WHAT THIS TASK INVOLVES: Rewrite every one of the rows below with "be located" changed to "be found", keeping all other wording the same.

INFORMATION SHOWN:
————
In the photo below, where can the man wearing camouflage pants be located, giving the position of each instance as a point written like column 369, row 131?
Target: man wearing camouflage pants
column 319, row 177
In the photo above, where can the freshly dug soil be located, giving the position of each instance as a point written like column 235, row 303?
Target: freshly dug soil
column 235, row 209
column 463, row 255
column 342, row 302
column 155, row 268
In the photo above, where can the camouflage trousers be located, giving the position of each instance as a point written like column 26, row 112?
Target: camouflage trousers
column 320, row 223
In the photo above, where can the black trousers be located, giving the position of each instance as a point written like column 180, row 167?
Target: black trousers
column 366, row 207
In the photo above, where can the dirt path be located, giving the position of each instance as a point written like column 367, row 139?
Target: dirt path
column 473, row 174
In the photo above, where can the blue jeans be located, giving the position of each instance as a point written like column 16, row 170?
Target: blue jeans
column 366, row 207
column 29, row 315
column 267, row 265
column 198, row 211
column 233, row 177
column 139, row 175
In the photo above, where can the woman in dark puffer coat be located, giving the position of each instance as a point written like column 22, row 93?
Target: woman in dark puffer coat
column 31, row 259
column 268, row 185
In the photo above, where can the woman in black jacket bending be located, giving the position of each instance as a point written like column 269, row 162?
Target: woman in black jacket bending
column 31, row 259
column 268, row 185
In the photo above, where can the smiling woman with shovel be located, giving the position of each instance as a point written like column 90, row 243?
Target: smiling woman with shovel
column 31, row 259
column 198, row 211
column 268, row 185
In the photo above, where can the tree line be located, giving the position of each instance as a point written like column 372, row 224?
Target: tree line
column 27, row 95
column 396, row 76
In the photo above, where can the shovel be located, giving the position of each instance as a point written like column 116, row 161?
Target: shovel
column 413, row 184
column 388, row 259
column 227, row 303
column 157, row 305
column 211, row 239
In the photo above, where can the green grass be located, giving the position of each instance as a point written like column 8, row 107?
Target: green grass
————
ANSWER FOR THE TASK:
In the photo below, where can the man wearing camouflage pants be found, giving the position of each instance as a point written like column 369, row 131?
Target: man wearing camouflage pants
column 319, row 177
In the photo above, where can the freshly dug soil be found, giving the position of each instance as a point written like column 235, row 303?
Target: freshly dug soil
column 235, row 209
column 463, row 255
column 342, row 302
column 155, row 268
In the photo above, where can the camouflage trousers be found, giving the position of each instance as a point written like column 26, row 112?
Target: camouflage trousers
column 320, row 223
In the photo above, where can the black trousers be found, giving the position of each instance as a point written like column 180, row 167?
Target: black trousers
column 366, row 207
In the photo above, where can the dirt path be found, giving the position of each instance as a point written like column 367, row 139?
Target: dirt path
column 473, row 174
In the photo above, where can the blue jeans be found, giving the position of each instance as a point written like column 16, row 170?
Target: blue jeans
column 366, row 207
column 29, row 315
column 267, row 265
column 198, row 211
column 233, row 177
column 139, row 175
In the photo above, where can the woman in dark puffer coat be found, giving the position of each instance as a point written like column 22, row 93?
Target: woman in dark puffer coat
column 31, row 259
column 268, row 185
In the photo above, where can the woman in black jacket bending be found, giving the position of each instance as a point written like column 269, row 162?
Target: woman in black jacket bending
column 31, row 259
column 268, row 185
In the photo above, where can the smiling woman with shovel be found, giving the position of each instance as a point written like column 90, row 243?
Target: smiling woman with shovel
column 31, row 259
column 198, row 211
column 268, row 185
In the photo above, where can the tree line be found, giving the position of each instance as a point written like column 372, row 224?
Target: tree line
column 27, row 95
column 396, row 76
In the photo above, where can the shovel be found, giving the position of each instance as a point written like column 116, row 161?
Target: shovel
column 413, row 184
column 388, row 259
column 227, row 303
column 157, row 305
column 211, row 239
In the photo above, where can the green grass be found, giving the position of each instance as a point written like column 8, row 107?
Target: green grass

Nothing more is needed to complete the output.